### GIVEN RECORDS
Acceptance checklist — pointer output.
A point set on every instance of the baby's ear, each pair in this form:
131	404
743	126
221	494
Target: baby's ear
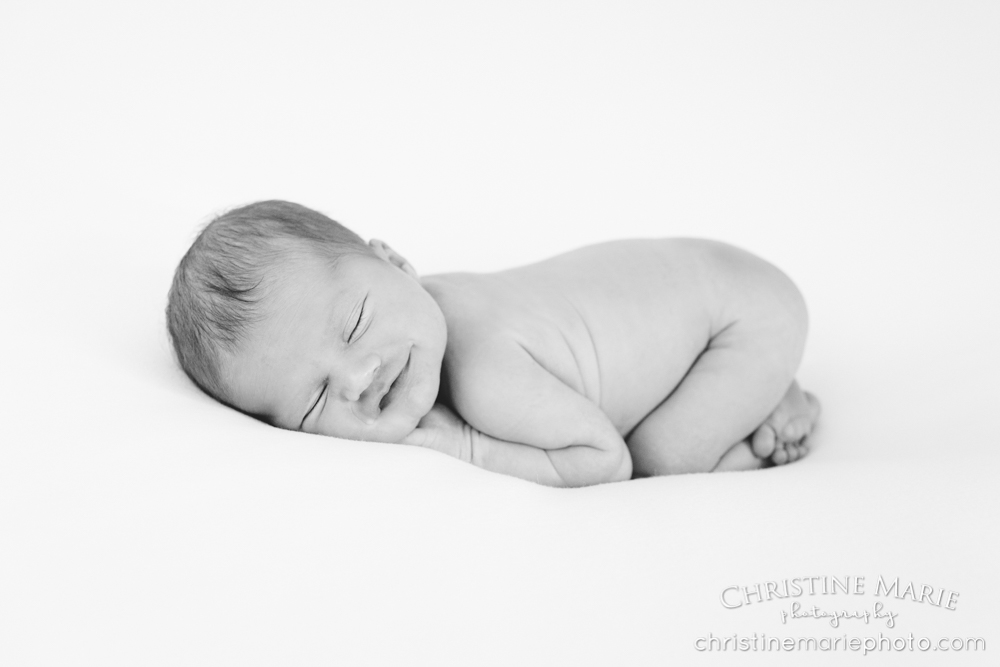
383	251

--

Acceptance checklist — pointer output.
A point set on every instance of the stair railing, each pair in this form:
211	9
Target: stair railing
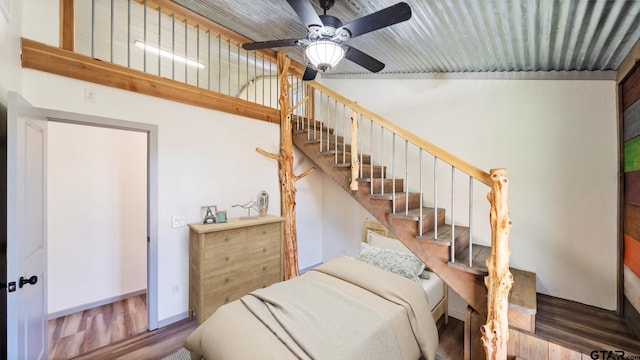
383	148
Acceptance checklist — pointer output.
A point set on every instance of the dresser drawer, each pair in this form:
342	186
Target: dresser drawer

...

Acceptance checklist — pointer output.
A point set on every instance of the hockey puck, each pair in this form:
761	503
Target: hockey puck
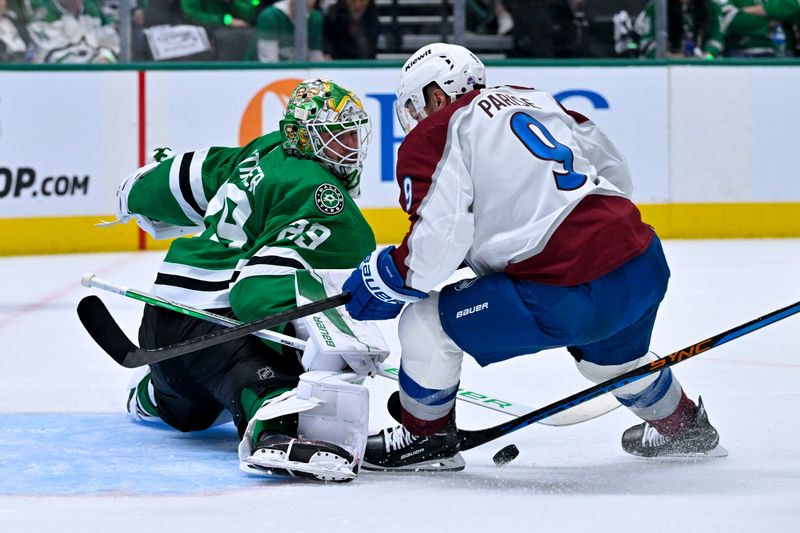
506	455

### DIRECTIONS
Please locate each line in the entries above that contains the word "puck" and copy those lines. Case counts.

### WRITTEN SOLUTION
A point set on every instance of the hockey puck, each pair in this form:
Target: hockey puck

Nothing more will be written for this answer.